____ Stored rows
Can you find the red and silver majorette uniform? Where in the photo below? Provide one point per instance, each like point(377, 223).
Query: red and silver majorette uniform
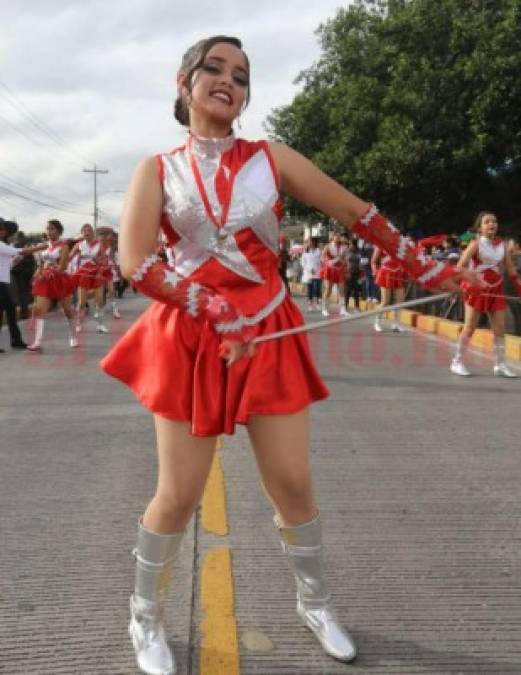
point(389, 274)
point(170, 356)
point(487, 262)
point(114, 267)
point(50, 282)
point(334, 269)
point(94, 269)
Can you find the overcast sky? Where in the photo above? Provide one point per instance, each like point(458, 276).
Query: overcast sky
point(100, 76)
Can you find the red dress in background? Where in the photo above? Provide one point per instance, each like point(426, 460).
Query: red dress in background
point(487, 262)
point(389, 274)
point(335, 266)
point(94, 269)
point(169, 359)
point(50, 282)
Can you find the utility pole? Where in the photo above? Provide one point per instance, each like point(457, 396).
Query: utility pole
point(95, 172)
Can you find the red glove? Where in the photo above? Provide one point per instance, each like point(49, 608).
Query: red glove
point(516, 282)
point(376, 229)
point(161, 283)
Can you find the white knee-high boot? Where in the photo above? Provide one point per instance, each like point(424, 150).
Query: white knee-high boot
point(38, 335)
point(303, 547)
point(101, 328)
point(501, 369)
point(155, 555)
point(457, 365)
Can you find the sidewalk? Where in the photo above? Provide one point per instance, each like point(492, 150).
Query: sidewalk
point(417, 474)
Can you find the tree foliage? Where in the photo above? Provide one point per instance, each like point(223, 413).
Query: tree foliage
point(416, 105)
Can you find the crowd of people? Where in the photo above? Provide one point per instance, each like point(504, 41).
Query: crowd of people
point(206, 355)
point(73, 273)
point(360, 271)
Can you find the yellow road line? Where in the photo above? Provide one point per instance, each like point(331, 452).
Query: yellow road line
point(219, 646)
point(214, 501)
point(219, 653)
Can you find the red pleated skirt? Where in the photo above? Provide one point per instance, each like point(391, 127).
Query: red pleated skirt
point(52, 284)
point(171, 363)
point(388, 277)
point(491, 299)
point(91, 276)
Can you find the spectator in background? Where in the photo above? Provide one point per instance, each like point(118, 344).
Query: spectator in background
point(372, 293)
point(7, 253)
point(311, 265)
point(514, 247)
point(21, 275)
point(283, 260)
point(353, 278)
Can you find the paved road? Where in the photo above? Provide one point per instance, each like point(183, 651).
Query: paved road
point(418, 477)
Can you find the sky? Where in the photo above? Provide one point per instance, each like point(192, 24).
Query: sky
point(93, 82)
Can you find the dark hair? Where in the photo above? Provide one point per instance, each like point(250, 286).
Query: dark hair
point(194, 59)
point(56, 223)
point(479, 218)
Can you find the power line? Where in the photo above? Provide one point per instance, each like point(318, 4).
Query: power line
point(95, 172)
point(8, 191)
point(36, 192)
point(39, 124)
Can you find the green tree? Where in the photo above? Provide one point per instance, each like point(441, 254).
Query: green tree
point(416, 104)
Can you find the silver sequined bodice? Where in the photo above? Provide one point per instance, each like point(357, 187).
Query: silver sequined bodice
point(253, 197)
point(490, 255)
point(52, 255)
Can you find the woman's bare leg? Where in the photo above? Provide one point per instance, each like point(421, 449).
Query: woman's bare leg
point(399, 295)
point(328, 287)
point(66, 304)
point(497, 319)
point(385, 295)
point(281, 446)
point(471, 321)
point(40, 309)
point(184, 465)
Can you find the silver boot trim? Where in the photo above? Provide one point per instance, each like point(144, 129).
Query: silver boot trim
point(155, 555)
point(153, 655)
point(303, 547)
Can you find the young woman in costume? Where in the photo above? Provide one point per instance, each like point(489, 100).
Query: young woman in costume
point(311, 266)
point(334, 272)
point(92, 275)
point(189, 357)
point(51, 282)
point(489, 256)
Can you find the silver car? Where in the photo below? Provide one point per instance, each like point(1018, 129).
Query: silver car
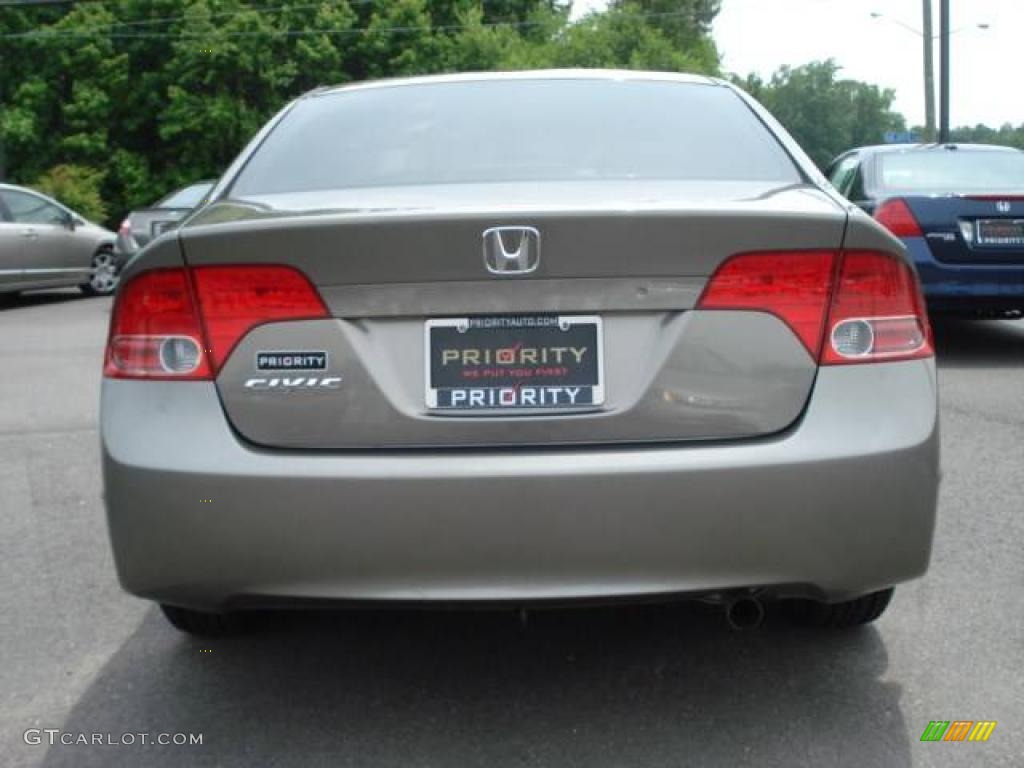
point(46, 245)
point(519, 338)
point(143, 224)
________
**Directive:** Update all the items above by replacing "Provide one point per instance" with "Mark each instance with one point" wherever it occurs, keeping everything else the same. Leave the pictures out of your answer.

**Full answer:**
Can you find the red and silver majorette uniform? Where in the photo below? Mark each instance with one point, each like point(377, 223).
Query: red and silver majorette uniform
point(389, 274)
point(170, 356)
point(487, 262)
point(114, 267)
point(50, 282)
point(334, 269)
point(94, 269)
Can you find the overcast sky? Where in the photo above? Mark each instance with one point, each like point(458, 276).
Query: overcast sky
point(100, 76)
Can you find the red dress in background? Where in the photo above? Mark each instance with one point, each like point(426, 460).
Query: red dress in background
point(487, 262)
point(389, 274)
point(335, 266)
point(94, 269)
point(169, 359)
point(50, 282)
Can you find the utility pole? Where in the photo above? Mark each instance with one point, each like point(457, 396).
Query: utility pole
point(95, 172)
Can you find the red glove? Where in the photo above? Mark each instance with one point, each like point(49, 608).
Query: red glove
point(516, 282)
point(376, 229)
point(161, 283)
Can you find the white knee-high boot? Where in the photo above? Mark each instance with one point, each like point(424, 150).
Query: white knee-high boot
point(38, 335)
point(303, 547)
point(101, 328)
point(501, 369)
point(155, 555)
point(457, 365)
Can you find the sidewalk? Where in the photo above? Mark each instance with one point, each like point(492, 150).
Query: sidewalk
point(417, 474)
Can you find the tree foliage? Where in the photo above? Mark each instance with one point, each like point(223, 413).
Query: tree foliage
point(416, 105)
Can you find the crowd of people? Where in the photo above? Mark each instance with one point, each like point(504, 41).
Query: crowd of people
point(206, 355)
point(73, 273)
point(360, 271)
Can you find the yellow road line? Where in the photo above? Mark each instance with one point, each like point(331, 452).
Query: yellow road line
point(219, 646)
point(214, 501)
point(219, 653)
Can you find the red pleated skirt? Where in the photo above? Mark each instance with one point, each like point(391, 127).
Query: red pleated skirt
point(52, 284)
point(171, 363)
point(388, 277)
point(491, 299)
point(91, 276)
Can you find the spectator in background? Where in the photo above? Mark each instance with one point, each like point(118, 344).
Query: spectator in background
point(372, 293)
point(7, 253)
point(311, 265)
point(514, 247)
point(21, 275)
point(283, 260)
point(353, 278)
Can you find the paved road? Where in the photo above? Mark each instance with one point, each like point(183, 651).
Query: paved road
point(418, 477)
Can you find the sky? Where in the photo above? Mark each instance with one point, each like point(192, 24).
Query: sky
point(93, 82)
Can you find the dark hair? Where in the photo above? Mark each instance with one point, each like point(250, 286).
Query: dark hair
point(194, 59)
point(56, 223)
point(479, 218)
Can you find the power line? Where in the photo above? Mark each instance with one point, each like point(318, 4).
Query: power line
point(95, 172)
point(8, 191)
point(36, 192)
point(39, 124)
Can you find the green tree? Where in the photo above? Mark each instance with one point, each like point(441, 254).
Query: green tree
point(416, 104)
Can you find the silver sequined bodice? Where in the photo above? Mark each instance with one point, each like point(357, 187).
Query: silver sequined bodice
point(253, 197)
point(490, 255)
point(52, 255)
Can you find the woman's bare leg? Where in the photo above? Mark each instance with one point, each like point(421, 449).
Query: woman's bare leg
point(399, 295)
point(328, 287)
point(66, 304)
point(497, 319)
point(385, 295)
point(281, 446)
point(471, 321)
point(40, 309)
point(184, 465)
Can you find the silver boot trim? Where in the photo above? Mark each instance with one point, each like point(144, 129).
Query: silver boot trim
point(155, 555)
point(153, 655)
point(303, 547)
Can you find the young woman in costume? Where in the photo above? Mark each instance with one point, each like point(489, 100).
Query: young woman in costume
point(311, 266)
point(334, 272)
point(92, 275)
point(189, 357)
point(51, 282)
point(489, 256)
Can you find the silver car? Where in the photo below? Mark each instance with one point, each like point(1018, 129).
Query: silver car
point(46, 245)
point(519, 338)
point(143, 224)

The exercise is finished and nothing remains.